[[ Data for this task open ]]

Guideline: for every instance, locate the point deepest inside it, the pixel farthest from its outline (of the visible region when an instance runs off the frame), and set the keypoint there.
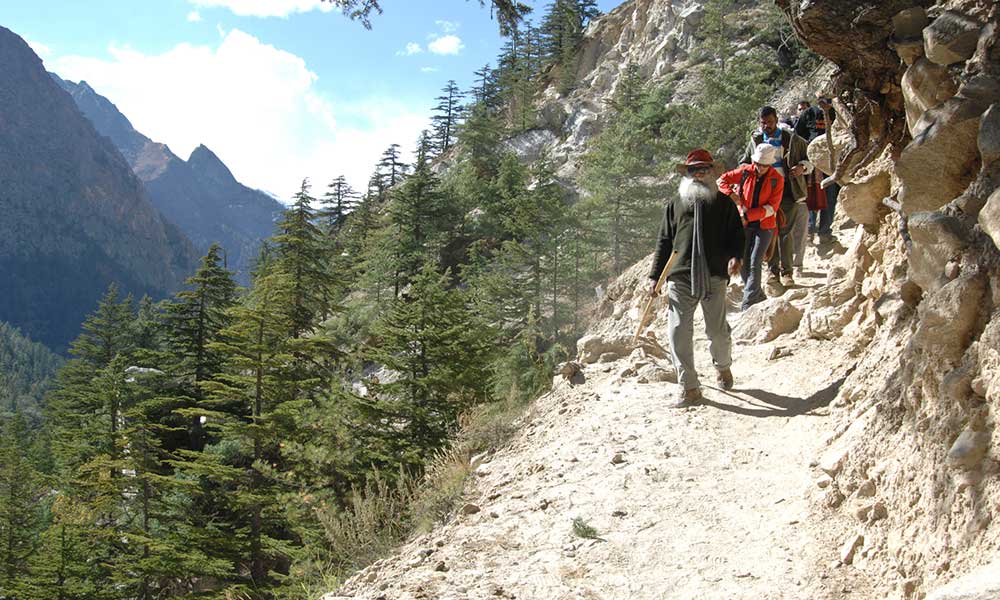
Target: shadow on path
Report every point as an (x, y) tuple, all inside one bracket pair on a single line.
[(762, 403)]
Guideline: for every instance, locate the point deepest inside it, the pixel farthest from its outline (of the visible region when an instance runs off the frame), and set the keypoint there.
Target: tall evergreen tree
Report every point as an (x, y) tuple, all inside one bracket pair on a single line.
[(339, 200), (441, 351), (448, 114), (391, 168), (194, 320)]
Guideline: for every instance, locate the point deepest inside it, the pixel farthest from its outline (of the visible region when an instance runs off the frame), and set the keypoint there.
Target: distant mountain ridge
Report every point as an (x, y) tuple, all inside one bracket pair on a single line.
[(199, 195), (75, 216)]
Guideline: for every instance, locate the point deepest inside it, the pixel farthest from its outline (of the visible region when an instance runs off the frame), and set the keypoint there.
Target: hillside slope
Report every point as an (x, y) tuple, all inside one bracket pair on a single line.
[(75, 217), (723, 500)]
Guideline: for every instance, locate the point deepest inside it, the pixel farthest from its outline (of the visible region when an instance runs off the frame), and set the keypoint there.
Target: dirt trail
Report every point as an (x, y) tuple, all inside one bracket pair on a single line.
[(703, 502)]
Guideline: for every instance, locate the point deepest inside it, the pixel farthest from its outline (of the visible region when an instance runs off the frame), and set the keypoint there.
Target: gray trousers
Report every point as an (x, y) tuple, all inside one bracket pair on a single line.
[(680, 328), (800, 225)]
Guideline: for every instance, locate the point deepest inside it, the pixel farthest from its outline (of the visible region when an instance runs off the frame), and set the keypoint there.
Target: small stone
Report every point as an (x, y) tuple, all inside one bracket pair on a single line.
[(867, 489), (832, 461), (968, 449), (952, 270), (833, 498), (850, 547)]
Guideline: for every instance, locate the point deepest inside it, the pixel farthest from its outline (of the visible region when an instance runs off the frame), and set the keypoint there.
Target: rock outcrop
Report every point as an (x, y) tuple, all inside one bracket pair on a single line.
[(919, 87)]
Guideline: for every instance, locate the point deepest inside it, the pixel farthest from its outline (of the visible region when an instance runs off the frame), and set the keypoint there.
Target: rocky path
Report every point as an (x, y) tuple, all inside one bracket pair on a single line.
[(702, 502)]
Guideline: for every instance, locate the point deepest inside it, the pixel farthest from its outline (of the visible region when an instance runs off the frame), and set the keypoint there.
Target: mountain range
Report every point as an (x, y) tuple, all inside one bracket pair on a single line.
[(75, 216), (88, 201), (199, 195)]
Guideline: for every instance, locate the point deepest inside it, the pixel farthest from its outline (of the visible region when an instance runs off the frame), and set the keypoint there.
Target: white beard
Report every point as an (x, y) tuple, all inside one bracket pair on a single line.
[(693, 190)]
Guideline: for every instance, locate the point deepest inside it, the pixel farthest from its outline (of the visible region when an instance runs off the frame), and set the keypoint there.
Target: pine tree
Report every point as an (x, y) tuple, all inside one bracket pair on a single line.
[(391, 169), (445, 122), (441, 352), (194, 320), (339, 200), (21, 490), (242, 468), (301, 253)]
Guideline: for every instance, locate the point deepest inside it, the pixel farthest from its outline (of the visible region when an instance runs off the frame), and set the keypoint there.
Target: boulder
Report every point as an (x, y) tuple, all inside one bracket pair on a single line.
[(936, 239), (818, 151), (591, 348), (968, 449), (989, 136), (989, 217), (862, 200), (942, 159), (926, 85), (951, 38), (947, 318), (530, 145), (766, 321), (981, 584)]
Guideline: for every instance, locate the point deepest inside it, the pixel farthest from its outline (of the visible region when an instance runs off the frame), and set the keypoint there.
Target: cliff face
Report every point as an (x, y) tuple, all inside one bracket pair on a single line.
[(919, 87), (75, 218), (199, 195)]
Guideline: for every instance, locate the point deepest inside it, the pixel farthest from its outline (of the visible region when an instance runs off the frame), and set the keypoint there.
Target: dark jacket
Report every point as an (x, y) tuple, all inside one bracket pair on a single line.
[(723, 236), (793, 153)]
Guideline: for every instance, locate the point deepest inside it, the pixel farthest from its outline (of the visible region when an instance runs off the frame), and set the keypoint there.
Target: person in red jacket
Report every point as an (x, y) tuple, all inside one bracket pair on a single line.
[(756, 189)]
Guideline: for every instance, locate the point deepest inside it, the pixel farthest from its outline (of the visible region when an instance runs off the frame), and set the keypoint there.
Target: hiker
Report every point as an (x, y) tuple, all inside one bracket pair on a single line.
[(702, 226), (756, 189), (793, 165)]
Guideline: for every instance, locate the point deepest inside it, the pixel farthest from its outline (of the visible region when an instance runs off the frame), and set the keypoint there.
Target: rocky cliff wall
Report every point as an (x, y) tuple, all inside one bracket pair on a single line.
[(917, 459)]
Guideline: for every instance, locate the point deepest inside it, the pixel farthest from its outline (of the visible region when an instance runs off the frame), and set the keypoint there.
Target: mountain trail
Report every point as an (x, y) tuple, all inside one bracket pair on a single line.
[(711, 501)]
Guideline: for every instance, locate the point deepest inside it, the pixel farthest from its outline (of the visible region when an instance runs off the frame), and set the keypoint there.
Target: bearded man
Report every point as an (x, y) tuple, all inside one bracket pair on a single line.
[(704, 228)]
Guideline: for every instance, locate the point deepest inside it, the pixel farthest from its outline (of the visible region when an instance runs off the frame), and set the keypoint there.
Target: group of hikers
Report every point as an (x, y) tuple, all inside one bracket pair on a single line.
[(762, 211)]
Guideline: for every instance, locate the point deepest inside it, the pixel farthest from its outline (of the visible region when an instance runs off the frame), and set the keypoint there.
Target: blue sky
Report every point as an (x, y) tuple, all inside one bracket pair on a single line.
[(279, 89)]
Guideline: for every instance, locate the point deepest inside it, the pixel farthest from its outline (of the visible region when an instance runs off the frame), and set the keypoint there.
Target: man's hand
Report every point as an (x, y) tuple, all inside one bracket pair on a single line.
[(734, 266)]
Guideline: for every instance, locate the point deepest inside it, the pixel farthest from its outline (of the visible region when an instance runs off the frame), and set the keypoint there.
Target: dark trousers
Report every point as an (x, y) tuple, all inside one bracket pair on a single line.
[(757, 241), (786, 247)]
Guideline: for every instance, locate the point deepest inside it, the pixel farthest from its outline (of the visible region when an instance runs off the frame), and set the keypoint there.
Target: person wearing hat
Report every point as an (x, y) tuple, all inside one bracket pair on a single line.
[(703, 227), (757, 190), (793, 165)]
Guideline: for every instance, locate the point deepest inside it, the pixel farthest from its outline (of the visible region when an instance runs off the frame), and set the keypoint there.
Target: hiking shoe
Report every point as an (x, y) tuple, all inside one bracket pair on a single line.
[(724, 377), (685, 398)]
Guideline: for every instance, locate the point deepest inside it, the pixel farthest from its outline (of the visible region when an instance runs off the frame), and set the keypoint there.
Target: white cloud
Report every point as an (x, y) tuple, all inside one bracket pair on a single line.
[(266, 8), (256, 106), (411, 49), (40, 49), (448, 44), (447, 26)]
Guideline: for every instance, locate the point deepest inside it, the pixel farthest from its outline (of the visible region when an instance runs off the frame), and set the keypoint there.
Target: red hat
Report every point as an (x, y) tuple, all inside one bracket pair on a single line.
[(696, 158)]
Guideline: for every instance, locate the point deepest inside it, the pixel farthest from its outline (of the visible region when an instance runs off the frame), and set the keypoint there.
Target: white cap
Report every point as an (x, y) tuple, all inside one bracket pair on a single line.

[[ Data for this task closed ]]

# What to work on:
Please show each line in the records above that contains "path".

# Reply to the task:
Target: shadow on path
Target: rocky path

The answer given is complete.